[START DATA ENTRIES]

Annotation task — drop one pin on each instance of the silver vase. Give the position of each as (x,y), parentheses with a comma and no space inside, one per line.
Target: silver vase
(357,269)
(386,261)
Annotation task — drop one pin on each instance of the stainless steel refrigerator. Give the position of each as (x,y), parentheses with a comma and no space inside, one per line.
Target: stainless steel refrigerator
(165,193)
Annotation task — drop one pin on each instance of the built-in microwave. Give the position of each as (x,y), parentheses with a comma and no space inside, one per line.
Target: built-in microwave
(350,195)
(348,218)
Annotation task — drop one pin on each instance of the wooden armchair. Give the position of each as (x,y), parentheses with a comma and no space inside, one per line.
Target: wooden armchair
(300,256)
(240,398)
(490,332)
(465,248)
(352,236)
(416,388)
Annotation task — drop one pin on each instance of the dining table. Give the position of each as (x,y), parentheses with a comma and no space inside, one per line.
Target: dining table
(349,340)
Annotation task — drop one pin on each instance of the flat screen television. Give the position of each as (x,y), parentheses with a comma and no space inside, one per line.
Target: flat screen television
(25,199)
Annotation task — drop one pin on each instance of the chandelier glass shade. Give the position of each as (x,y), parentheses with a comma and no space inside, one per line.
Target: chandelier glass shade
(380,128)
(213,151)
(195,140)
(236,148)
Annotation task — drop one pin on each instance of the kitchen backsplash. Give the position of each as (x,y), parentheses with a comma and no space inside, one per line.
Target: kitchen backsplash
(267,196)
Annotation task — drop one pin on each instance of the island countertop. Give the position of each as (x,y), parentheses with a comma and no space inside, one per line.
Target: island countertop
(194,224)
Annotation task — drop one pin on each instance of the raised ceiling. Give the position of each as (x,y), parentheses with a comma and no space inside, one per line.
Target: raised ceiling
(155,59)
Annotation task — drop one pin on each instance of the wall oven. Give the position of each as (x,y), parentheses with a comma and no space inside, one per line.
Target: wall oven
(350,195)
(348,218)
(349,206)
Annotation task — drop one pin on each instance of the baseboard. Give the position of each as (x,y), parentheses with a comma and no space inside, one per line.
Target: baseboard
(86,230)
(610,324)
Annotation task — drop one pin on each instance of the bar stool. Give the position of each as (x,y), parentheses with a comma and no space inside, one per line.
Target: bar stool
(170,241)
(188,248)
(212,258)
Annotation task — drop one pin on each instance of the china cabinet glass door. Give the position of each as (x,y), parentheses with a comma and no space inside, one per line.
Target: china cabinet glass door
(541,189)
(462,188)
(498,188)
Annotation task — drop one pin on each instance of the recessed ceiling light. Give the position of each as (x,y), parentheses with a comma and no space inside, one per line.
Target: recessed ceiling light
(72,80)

[END DATA ENTRIES]

Quote the entire listing above verbatim, line by line, from the first entry through the last.

*PROBLEM SOLUTION*:
Annotation task — drop one pin on each instance of the silver vase. Give the position of each as (x,y), parentheses with a comma and no space inside, one per line.
Target: silver vase
(357,269)
(386,261)
Annotation task — drop one pin on each instance of the stainless steel refrigerator. Give the position of each as (x,y), parentheses with a comma and no space inside, one per line.
Target: stainless steel refrigerator
(165,193)
Annotation task — drop one pin on each instance of the built-in microwave. Give the position of each as (x,y), parentheses with a comma and no space inside, one per line.
Target: built-in microwave
(350,195)
(348,218)
Annotation task — drop one pin on each instance of the wooden armchair. Give the position of each as (x,y), parentheses with a comma and no space inside, one per line.
Target: wooden armchair
(300,256)
(240,398)
(490,332)
(465,248)
(352,236)
(416,388)
Annotation task — drop one pin on each instance of the dining table. Give the position of each as (x,y), parentheses with a comma and no space inside, one per line.
Target: dining table
(349,340)
Annotation task — drop one pin on each instance of the flat screen television. Give the position of each as (x,y), parentheses with a comma and no space inside, one per line.
Target: flat screen television
(25,199)
Annotation task — drop one pin on each instance of the chandelier glass shade. Give the position of each as (x,y), parentheses with a comma and no space inside, one per line.
Target: chandelier glass shade
(380,128)
(213,151)
(195,140)
(236,148)
Annotation task — drop one pin on each instance of the kitchen backsplash. Give the position of each as (x,y), parentheses with a comma and no space inside, one per line.
Target: kitchen backsplash
(267,196)
Annotation task — drop one pin on each instance of the island countertop. Give the position of each as (x,y), parentheses with a comma and no space inside, one per line.
Target: island countertop
(194,224)
Annotation task — drop one pin on each instance of the raised ceiling. Give the position of each as (x,y), parentheses with a comma and no space inside, one per line.
Target: raised ceiling
(155,59)
Annotation task — drop one pin on each instance of the wall oven. Give the position of each as (x,y), parentheses with a comma and no space inside, one per line.
Target: wall oven
(350,195)
(348,218)
(349,206)
Annotation task — drop one pin on each instance of the baseboard. Give the position of each as (x,y), parentheses with a comma and no space inside, one per line.
Target: baseboard
(86,230)
(610,324)
Annotation task — drop one pin on each instance of the bar stool. Give the position of each as (x,y), parentheses with a comma and no space inside, one per line.
Target: bar stool
(170,241)
(188,248)
(212,258)
Annotation task — drop one pin on each instance of the china cabinet glass door. Give the position of each as (x,y), parentheses with a comma and no space inside, one per line.
Target: china cabinet glass door
(541,189)
(462,188)
(498,188)
Annotation task — drop one pin on each instance of the recessed ceiling light. Give the position of each as (x,y), parentheses with a comma and no space inside, one per line.
Target: recessed ceiling light
(72,80)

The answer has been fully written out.